:: SELECTED EXCERPT ::
= = = = = = =
Even if this day doesn't come in our own lifetimes, it will come because fossil fuel is finite.  Isn't it better to have a plan in place and know what to do?  Future generations will thank us for this.

To see what Bloomington, Indiana has done check out www.bloomington.in.gov/media/media and for other examples and help on this subject:  http://transitionwestmarin.wordpress.com/projects/energy-descent-plan/

I would love to know what other communities are doing or have done to prepare for the change and hope that any readers who know of towns, cities, neighborhoods or co-housing groups, addressing this issue, will let me know I can feature their progress on this blog.

Thursday, May 24, 2012

Wendell Berry Rule #7

Wendell Berry's Rule #7 (taken from Yes! Magazine www.yesmagazine.org)

"Develop small-scale industries and businesses to support the local farm and/or forest economy".

What does this mean, exactly?  Gather a group of neighbors, friends, and other interested people to brainstorm small commercial ventures that could use products that are locally obtainable.  Wood products, wool, other plant based fibers, food crops etc.  The businesses don't have to be on the scale of a Ben and Jerry's, but could be viable ventures, and provide sustainable comfortable livings for one or more families.

What it doesn't mean is exploiting the forests - clear cutting, or otherwise ruining them, - or industrial agriculture that creates soil compaction and erosion, contaminates water resources and creates persistent weed and pest problems.  It means using our natural resources, our forests and agricultural areas responsibly so that the products can be harvested FOR EVER!  This is what is meant by SUSTAINABLE!

I will be exploring examples of these types of businesses, in the future.

Wednesday, May 23, 2012

Wendell Berry Rule #6

With thanks to Yes! Magazine for publishing Wendell Berry's Rules for Sustainable Communities:

"Develop properly scaled value-adding industries for local products to ensure that the community does not become merely a colony of the national or global economy".
= = = = = = =
:: AIM OF THE EXERCISE ::
Rewrite the paragraph of the blog excerpt on Wendell Berry's rules that begins "What it doesn't mean" as a bulleted list, keeping its main facts. The data after this note is separate material with no connection to the text.
= = = = = = =
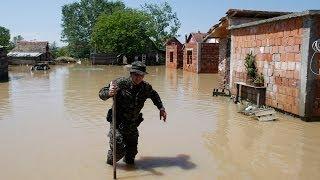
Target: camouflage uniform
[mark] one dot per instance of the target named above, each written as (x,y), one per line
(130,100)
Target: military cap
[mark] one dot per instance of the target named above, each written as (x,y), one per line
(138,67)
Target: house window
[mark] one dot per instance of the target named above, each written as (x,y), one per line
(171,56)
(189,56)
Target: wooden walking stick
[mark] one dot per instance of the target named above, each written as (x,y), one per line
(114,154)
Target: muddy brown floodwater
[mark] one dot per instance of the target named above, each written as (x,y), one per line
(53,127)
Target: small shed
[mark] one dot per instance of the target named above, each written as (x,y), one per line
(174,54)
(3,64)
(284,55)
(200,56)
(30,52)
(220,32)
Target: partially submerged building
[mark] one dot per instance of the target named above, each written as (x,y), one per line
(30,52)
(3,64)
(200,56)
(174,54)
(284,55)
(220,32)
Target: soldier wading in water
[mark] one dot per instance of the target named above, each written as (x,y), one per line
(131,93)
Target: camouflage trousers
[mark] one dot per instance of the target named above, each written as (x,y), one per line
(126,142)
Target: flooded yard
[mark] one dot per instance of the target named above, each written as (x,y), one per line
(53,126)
= = = = = = =
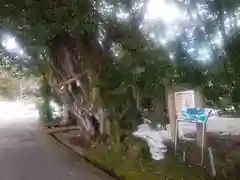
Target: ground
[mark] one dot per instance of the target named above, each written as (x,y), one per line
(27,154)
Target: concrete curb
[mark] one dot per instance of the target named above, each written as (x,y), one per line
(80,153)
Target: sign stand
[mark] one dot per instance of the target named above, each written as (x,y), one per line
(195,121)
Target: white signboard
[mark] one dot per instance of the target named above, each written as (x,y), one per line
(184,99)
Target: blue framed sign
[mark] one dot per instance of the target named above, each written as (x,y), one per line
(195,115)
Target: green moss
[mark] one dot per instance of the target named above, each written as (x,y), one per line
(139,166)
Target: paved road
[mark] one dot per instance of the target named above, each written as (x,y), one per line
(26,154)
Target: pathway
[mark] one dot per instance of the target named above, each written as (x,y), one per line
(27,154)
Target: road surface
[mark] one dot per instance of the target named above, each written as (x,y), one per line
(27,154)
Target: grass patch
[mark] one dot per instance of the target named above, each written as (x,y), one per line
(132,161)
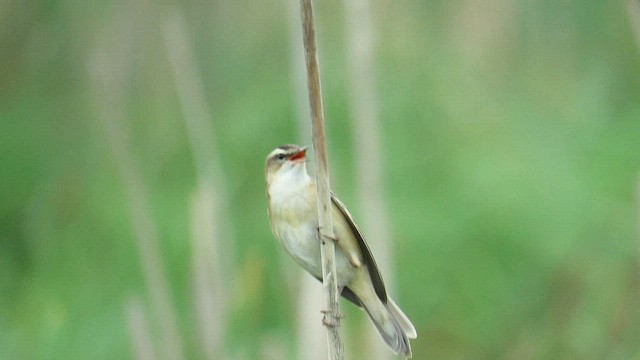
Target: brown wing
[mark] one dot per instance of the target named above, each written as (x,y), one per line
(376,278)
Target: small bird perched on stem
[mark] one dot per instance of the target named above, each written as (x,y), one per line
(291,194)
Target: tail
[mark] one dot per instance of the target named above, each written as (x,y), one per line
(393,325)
= = = = = = =
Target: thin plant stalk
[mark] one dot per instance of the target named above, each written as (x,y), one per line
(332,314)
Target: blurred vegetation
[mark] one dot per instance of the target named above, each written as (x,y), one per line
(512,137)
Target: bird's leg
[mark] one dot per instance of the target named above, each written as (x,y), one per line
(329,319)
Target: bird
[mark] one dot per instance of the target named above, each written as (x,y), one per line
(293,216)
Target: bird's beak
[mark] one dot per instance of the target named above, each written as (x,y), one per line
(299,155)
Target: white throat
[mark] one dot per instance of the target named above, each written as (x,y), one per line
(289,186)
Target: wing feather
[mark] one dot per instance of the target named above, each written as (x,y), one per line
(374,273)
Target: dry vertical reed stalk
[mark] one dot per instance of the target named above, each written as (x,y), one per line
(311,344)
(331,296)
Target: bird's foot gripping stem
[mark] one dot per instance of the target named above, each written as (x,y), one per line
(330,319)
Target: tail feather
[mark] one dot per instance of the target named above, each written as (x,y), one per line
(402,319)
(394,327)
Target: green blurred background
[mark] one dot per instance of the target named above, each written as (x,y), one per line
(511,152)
= = = = = = =
:: WRITTEN RESPONSE ::
- The rule does not mean exploiting forests by clear cutting or otherwise ruining them.
- It does not mean industrial agriculture that compacts and erodes soil, contaminates water resources, and creates persistent weed and pest problems.
- It means using natural resources, including forests and agricultural areas, responsibly so the products can be harvested forever.
- That is what "sustainable" means.